** SOURCE DOCUMENT follows **
I’ve been thinking a lot about risk recently…..
The other day a reporter interviewed me for an article, and she asked me how I found the courage to take on such a big risk. She was impressed that we bought a second commercial building and are in the process of growing my shop during a worldwide pandemic. The answer is as simple as it is complicated.
I’m terrified, and I’m doing it anyway.
I’m determined, and therefore I am going to figure it out.
I’m flexible and willing to try (and fail at) lots of things.
I’m not afraid of failure. In fact, if I’m not failing in some capacity, I know I’m not growing enough. Failure is a natural part of growth, and it isn’t something that should be avoided. Failure is necessary for us to learn, adapt, and grow.
I decided a long time ago that I would determine my own standard for success. I realized that I didn’t want to base my life on what everyone else around me is doing/chasing/valuing. It sounds cliché, but I knew I needed to make my own path. My husband’s career is challenging and unpredictable, and it makes establishing a routine impossible. I recognized that my life was never going to look like my friends’ lives or resemble the life I had imagined for myself. So I decided (or more accurately, was forced to accepted the idea for the sake of our marriage and my own sanity) to be flexible and open to taking risks.
** End of SOURCE DOCUMENT **
### [TASK TO CARRY OUT]
Reproduce the passage from the essay on risk word for word, starting at "I’m flexible and" and ending at "adapt, and grow.".
** RECORDS follows **
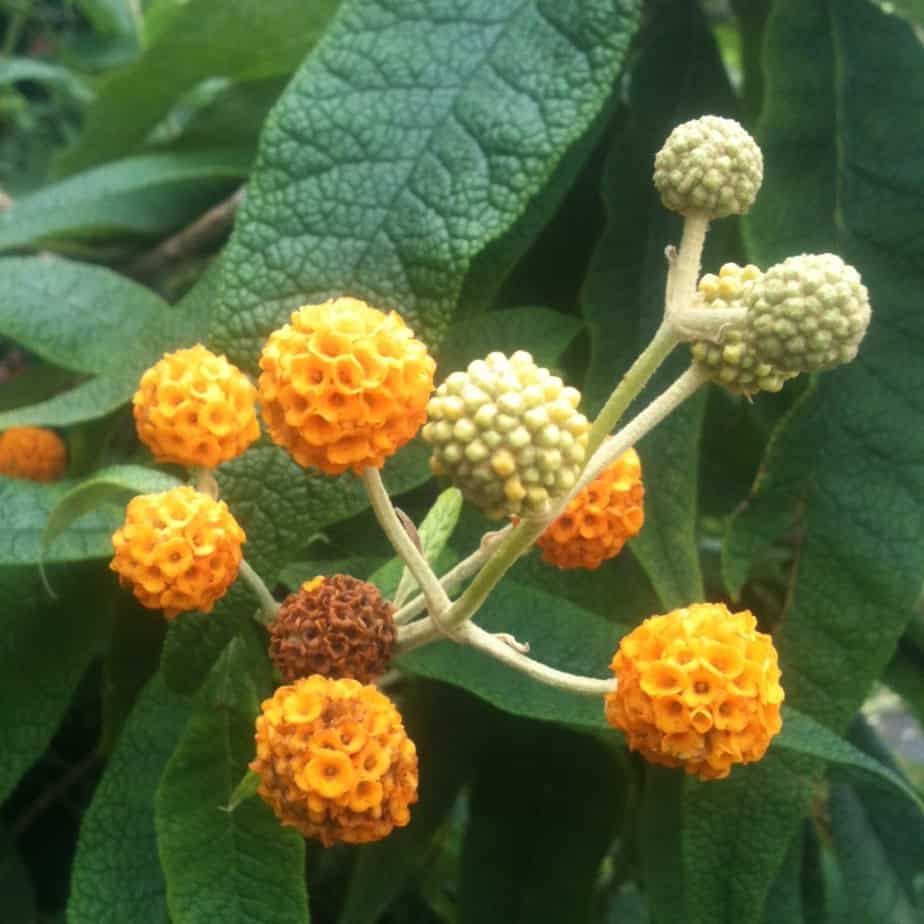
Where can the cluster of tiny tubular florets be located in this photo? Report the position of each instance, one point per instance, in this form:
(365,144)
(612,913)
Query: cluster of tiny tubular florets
(709,166)
(808,313)
(733,361)
(599,519)
(508,434)
(336,626)
(177,551)
(697,688)
(344,386)
(195,408)
(335,761)
(32,453)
** End of RECORDS **
### [ANSWER TO THIS PROBLEM]
I’m flexible and willing to try (and fail at) lots of things.
I’m not afraid of failure. In fact, if I’m not failing in some capacity, I know I’m not growing enough. Failure is a natural part of growth, and it isn’t something that should be avoided. Failure is necessary for us to learn, adapt, and grow.